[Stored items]
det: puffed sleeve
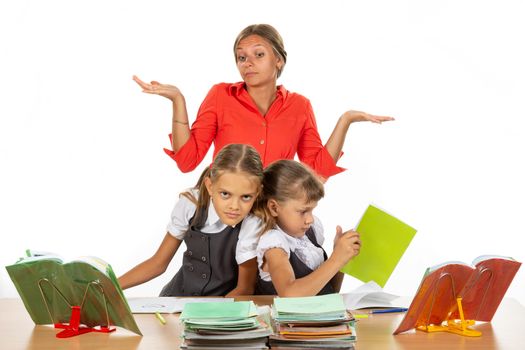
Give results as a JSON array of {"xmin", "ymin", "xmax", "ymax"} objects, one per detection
[
  {"xmin": 257, "ymin": 230, "xmax": 290, "ymax": 277},
  {"xmin": 166, "ymin": 190, "xmax": 198, "ymax": 241},
  {"xmin": 235, "ymin": 215, "xmax": 262, "ymax": 265},
  {"xmin": 297, "ymin": 101, "xmax": 346, "ymax": 179},
  {"xmin": 312, "ymin": 216, "xmax": 324, "ymax": 246},
  {"xmin": 164, "ymin": 85, "xmax": 218, "ymax": 173}
]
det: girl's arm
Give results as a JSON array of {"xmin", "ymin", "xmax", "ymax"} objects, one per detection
[
  {"xmin": 133, "ymin": 75, "xmax": 190, "ymax": 153},
  {"xmin": 118, "ymin": 233, "xmax": 182, "ymax": 289},
  {"xmin": 330, "ymin": 271, "xmax": 345, "ymax": 293},
  {"xmin": 226, "ymin": 258, "xmax": 258, "ymax": 297},
  {"xmin": 264, "ymin": 226, "xmax": 361, "ymax": 297},
  {"xmin": 325, "ymin": 111, "xmax": 394, "ymax": 163}
]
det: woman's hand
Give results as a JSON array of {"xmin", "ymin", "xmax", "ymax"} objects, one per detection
[
  {"xmin": 342, "ymin": 110, "xmax": 395, "ymax": 124},
  {"xmin": 332, "ymin": 226, "xmax": 361, "ymax": 265},
  {"xmin": 133, "ymin": 75, "xmax": 183, "ymax": 102}
]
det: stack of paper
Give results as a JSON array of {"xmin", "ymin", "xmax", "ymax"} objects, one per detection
[
  {"xmin": 270, "ymin": 294, "xmax": 356, "ymax": 349},
  {"xmin": 180, "ymin": 301, "xmax": 273, "ymax": 349}
]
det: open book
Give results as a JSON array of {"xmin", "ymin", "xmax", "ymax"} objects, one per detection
[
  {"xmin": 394, "ymin": 255, "xmax": 521, "ymax": 334},
  {"xmin": 6, "ymin": 251, "xmax": 141, "ymax": 335}
]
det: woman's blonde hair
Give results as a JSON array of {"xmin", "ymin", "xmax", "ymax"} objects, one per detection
[
  {"xmin": 254, "ymin": 159, "xmax": 324, "ymax": 234},
  {"xmin": 233, "ymin": 24, "xmax": 287, "ymax": 78},
  {"xmin": 181, "ymin": 144, "xmax": 263, "ymax": 228}
]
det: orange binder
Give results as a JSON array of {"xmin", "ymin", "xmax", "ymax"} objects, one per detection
[{"xmin": 394, "ymin": 255, "xmax": 521, "ymax": 336}]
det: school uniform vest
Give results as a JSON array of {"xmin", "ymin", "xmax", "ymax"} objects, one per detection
[
  {"xmin": 255, "ymin": 227, "xmax": 335, "ymax": 295},
  {"xmin": 160, "ymin": 209, "xmax": 242, "ymax": 297}
]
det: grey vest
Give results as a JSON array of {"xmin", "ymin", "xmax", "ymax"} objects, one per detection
[
  {"xmin": 255, "ymin": 227, "xmax": 335, "ymax": 295},
  {"xmin": 160, "ymin": 212, "xmax": 242, "ymax": 297}
]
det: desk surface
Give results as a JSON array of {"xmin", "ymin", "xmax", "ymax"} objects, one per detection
[{"xmin": 0, "ymin": 296, "xmax": 525, "ymax": 350}]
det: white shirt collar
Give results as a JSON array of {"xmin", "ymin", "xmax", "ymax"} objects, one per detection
[{"xmin": 206, "ymin": 201, "xmax": 224, "ymax": 226}]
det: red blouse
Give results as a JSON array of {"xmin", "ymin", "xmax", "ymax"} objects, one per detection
[{"xmin": 164, "ymin": 82, "xmax": 345, "ymax": 178}]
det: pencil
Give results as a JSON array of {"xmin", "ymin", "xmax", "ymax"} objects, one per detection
[
  {"xmin": 370, "ymin": 307, "xmax": 408, "ymax": 314},
  {"xmin": 155, "ymin": 312, "xmax": 166, "ymax": 325}
]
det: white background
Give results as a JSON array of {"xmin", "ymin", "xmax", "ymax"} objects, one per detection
[{"xmin": 0, "ymin": 0, "xmax": 525, "ymax": 304}]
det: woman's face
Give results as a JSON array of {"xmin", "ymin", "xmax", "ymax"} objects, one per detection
[{"xmin": 236, "ymin": 35, "xmax": 282, "ymax": 87}]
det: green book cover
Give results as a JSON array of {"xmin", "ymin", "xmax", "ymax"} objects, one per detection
[
  {"xmin": 341, "ymin": 205, "xmax": 417, "ymax": 287},
  {"xmin": 6, "ymin": 254, "xmax": 142, "ymax": 335}
]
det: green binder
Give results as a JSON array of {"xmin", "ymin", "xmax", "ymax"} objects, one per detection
[{"xmin": 6, "ymin": 255, "xmax": 142, "ymax": 335}]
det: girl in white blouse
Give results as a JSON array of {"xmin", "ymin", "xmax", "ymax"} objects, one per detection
[
  {"xmin": 255, "ymin": 160, "xmax": 361, "ymax": 296},
  {"xmin": 119, "ymin": 144, "xmax": 263, "ymax": 296}
]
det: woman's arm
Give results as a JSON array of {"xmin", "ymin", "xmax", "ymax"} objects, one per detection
[
  {"xmin": 133, "ymin": 76, "xmax": 218, "ymax": 173},
  {"xmin": 118, "ymin": 233, "xmax": 182, "ymax": 289},
  {"xmin": 133, "ymin": 75, "xmax": 190, "ymax": 153},
  {"xmin": 325, "ymin": 111, "xmax": 394, "ymax": 163},
  {"xmin": 226, "ymin": 258, "xmax": 258, "ymax": 297}
]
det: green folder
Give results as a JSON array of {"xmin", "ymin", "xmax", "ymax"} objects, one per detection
[
  {"xmin": 180, "ymin": 301, "xmax": 257, "ymax": 320},
  {"xmin": 273, "ymin": 294, "xmax": 346, "ymax": 315},
  {"xmin": 341, "ymin": 205, "xmax": 417, "ymax": 287},
  {"xmin": 6, "ymin": 255, "xmax": 142, "ymax": 335}
]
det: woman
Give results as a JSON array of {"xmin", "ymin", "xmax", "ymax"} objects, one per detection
[{"xmin": 133, "ymin": 24, "xmax": 393, "ymax": 179}]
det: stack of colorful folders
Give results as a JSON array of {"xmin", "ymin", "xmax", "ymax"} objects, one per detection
[
  {"xmin": 270, "ymin": 294, "xmax": 356, "ymax": 349},
  {"xmin": 180, "ymin": 301, "xmax": 273, "ymax": 350}
]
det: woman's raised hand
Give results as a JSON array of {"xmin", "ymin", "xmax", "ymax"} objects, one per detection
[
  {"xmin": 133, "ymin": 75, "xmax": 183, "ymax": 102},
  {"xmin": 343, "ymin": 110, "xmax": 395, "ymax": 124}
]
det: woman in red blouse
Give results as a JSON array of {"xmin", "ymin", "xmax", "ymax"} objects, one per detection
[{"xmin": 133, "ymin": 24, "xmax": 393, "ymax": 178}]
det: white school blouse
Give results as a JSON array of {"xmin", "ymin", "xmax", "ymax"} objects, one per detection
[
  {"xmin": 166, "ymin": 188, "xmax": 261, "ymax": 264},
  {"xmin": 257, "ymin": 216, "xmax": 324, "ymax": 281}
]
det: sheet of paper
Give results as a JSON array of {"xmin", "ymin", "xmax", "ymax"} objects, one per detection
[
  {"xmin": 342, "ymin": 281, "xmax": 406, "ymax": 310},
  {"xmin": 273, "ymin": 294, "xmax": 345, "ymax": 314},
  {"xmin": 127, "ymin": 297, "xmax": 233, "ymax": 314},
  {"xmin": 341, "ymin": 205, "xmax": 416, "ymax": 287},
  {"xmin": 180, "ymin": 301, "xmax": 257, "ymax": 322}
]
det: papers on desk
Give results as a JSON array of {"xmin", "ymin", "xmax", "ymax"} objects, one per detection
[
  {"xmin": 342, "ymin": 281, "xmax": 407, "ymax": 310},
  {"xmin": 180, "ymin": 301, "xmax": 273, "ymax": 350},
  {"xmin": 269, "ymin": 294, "xmax": 357, "ymax": 349},
  {"xmin": 128, "ymin": 297, "xmax": 233, "ymax": 314}
]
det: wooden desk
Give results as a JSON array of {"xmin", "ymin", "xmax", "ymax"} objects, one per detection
[{"xmin": 0, "ymin": 296, "xmax": 525, "ymax": 350}]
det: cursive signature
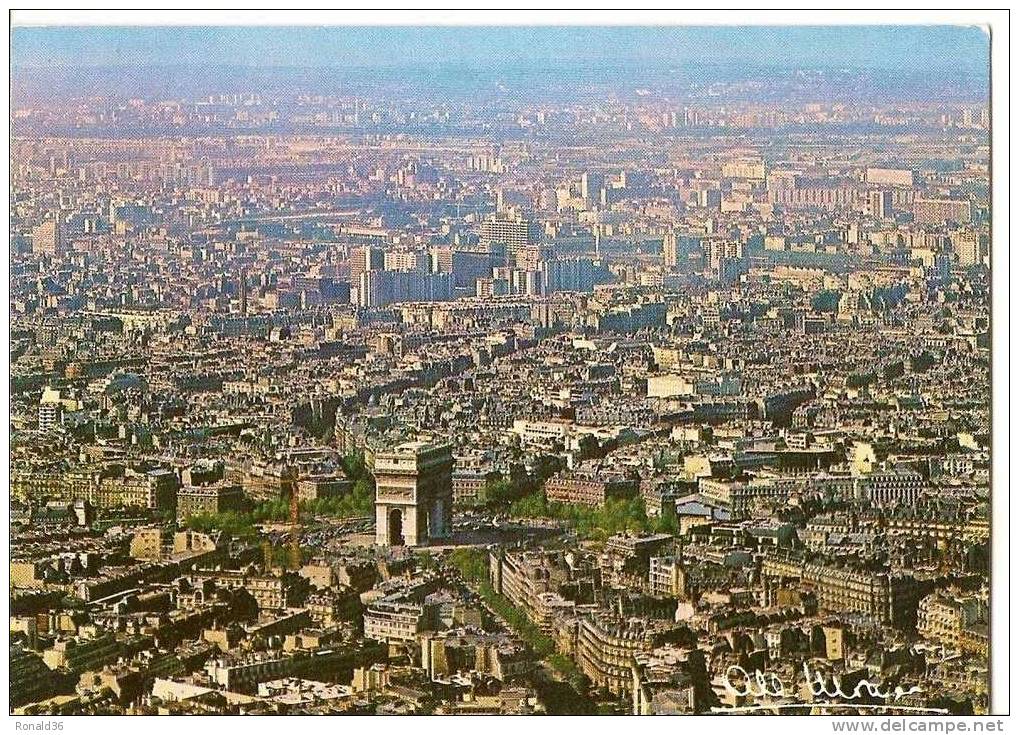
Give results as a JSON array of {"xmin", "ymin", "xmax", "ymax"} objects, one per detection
[{"xmin": 723, "ymin": 664, "xmax": 923, "ymax": 702}]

*What needs to be done:* Output only the lines running from the line with "det: stack of colorful folders" through the last line of the entries above, inclusive, with pictures excluded.

*Task solution:*
det: stack of colorful folders
Give results as a JSON array of {"xmin", "ymin", "xmax", "ymax"} objects, one per detection
[
  {"xmin": 270, "ymin": 294, "xmax": 356, "ymax": 349},
  {"xmin": 180, "ymin": 301, "xmax": 273, "ymax": 350}
]
det: woman's raised hand
Give results as a JSON array of {"xmin", "ymin", "xmax", "ymax"} objects, one per detection
[
  {"xmin": 133, "ymin": 75, "xmax": 183, "ymax": 102},
  {"xmin": 343, "ymin": 110, "xmax": 395, "ymax": 124}
]
det: woman in red blouse
Give results as a JSON array of {"xmin", "ymin", "xmax", "ymax"} objects, one per detection
[{"xmin": 133, "ymin": 24, "xmax": 393, "ymax": 178}]
det: white school blouse
Give results as a JSON array of {"xmin", "ymin", "xmax", "ymax"} objects, one per detection
[
  {"xmin": 166, "ymin": 188, "xmax": 261, "ymax": 264},
  {"xmin": 257, "ymin": 216, "xmax": 324, "ymax": 281}
]
det: sheet of paper
Give results as a JSON array of {"xmin", "ymin", "xmax", "ymax"} objects, one per detection
[
  {"xmin": 342, "ymin": 281, "xmax": 406, "ymax": 310},
  {"xmin": 273, "ymin": 294, "xmax": 345, "ymax": 314},
  {"xmin": 127, "ymin": 297, "xmax": 233, "ymax": 314},
  {"xmin": 341, "ymin": 205, "xmax": 416, "ymax": 287},
  {"xmin": 180, "ymin": 301, "xmax": 257, "ymax": 322}
]
det: papers on desk
Give results as a JSON array of {"xmin", "ymin", "xmax", "ymax"} objects, one per detection
[
  {"xmin": 342, "ymin": 281, "xmax": 407, "ymax": 310},
  {"xmin": 180, "ymin": 301, "xmax": 273, "ymax": 350},
  {"xmin": 269, "ymin": 294, "xmax": 357, "ymax": 349},
  {"xmin": 128, "ymin": 297, "xmax": 233, "ymax": 314}
]
det: wooden desk
Give results as a JSON array of {"xmin", "ymin", "xmax", "ymax"} objects, one per detection
[{"xmin": 0, "ymin": 296, "xmax": 525, "ymax": 350}]
det: cursive signature
Give results as a JSON array of {"xmin", "ymin", "xmax", "ymax"} objects, one per detection
[{"xmin": 723, "ymin": 664, "xmax": 923, "ymax": 702}]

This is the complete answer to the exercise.